* _How to complete this task_:
Wherever the records include pictures, skip them and transcribe all the rest word for word.

* _Data for the task_:
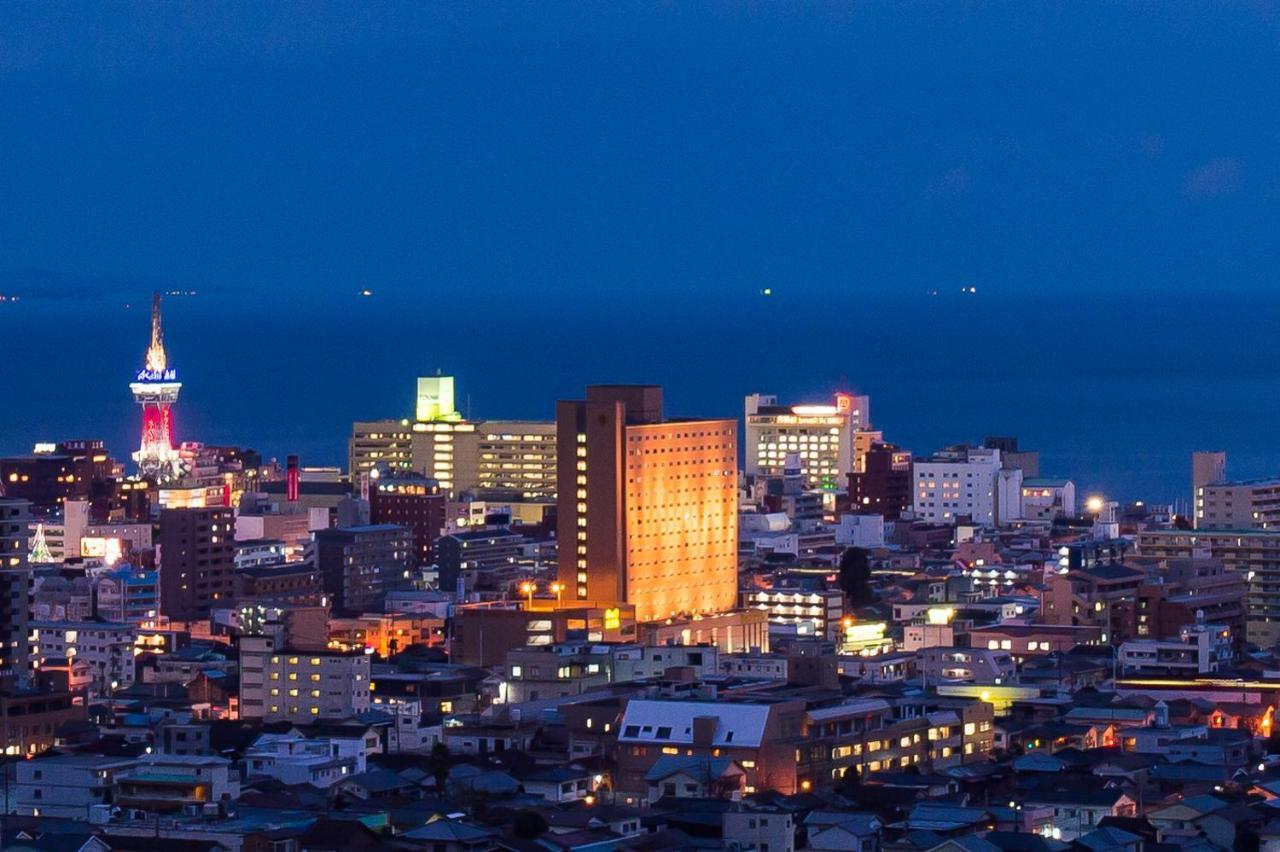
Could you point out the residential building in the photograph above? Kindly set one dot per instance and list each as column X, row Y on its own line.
column 960, row 481
column 1047, row 499
column 412, row 502
column 489, row 459
column 571, row 669
column 169, row 783
column 648, row 507
column 1252, row 554
column 128, row 596
column 197, row 560
column 760, row 737
column 67, row 786
column 821, row 436
column 470, row 554
column 810, row 613
column 1207, row 466
column 883, row 485
column 360, row 564
column 283, row 582
column 105, row 646
column 292, row 759
column 301, row 685
column 1200, row 649
column 16, row 590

* _Written solution_:
Could you point out the residential building in the photograph above? Kindly set one dot per instance and list each as column X, row Y on its own line.
column 960, row 481
column 1047, row 499
column 412, row 502
column 489, row 459
column 571, row 669
column 169, row 783
column 648, row 507
column 1252, row 554
column 128, row 596
column 197, row 560
column 760, row 737
column 67, row 786
column 821, row 436
column 470, row 554
column 810, row 613
column 1207, row 466
column 883, row 485
column 360, row 564
column 283, row 582
column 105, row 646
column 292, row 759
column 301, row 685
column 1200, row 649
column 16, row 590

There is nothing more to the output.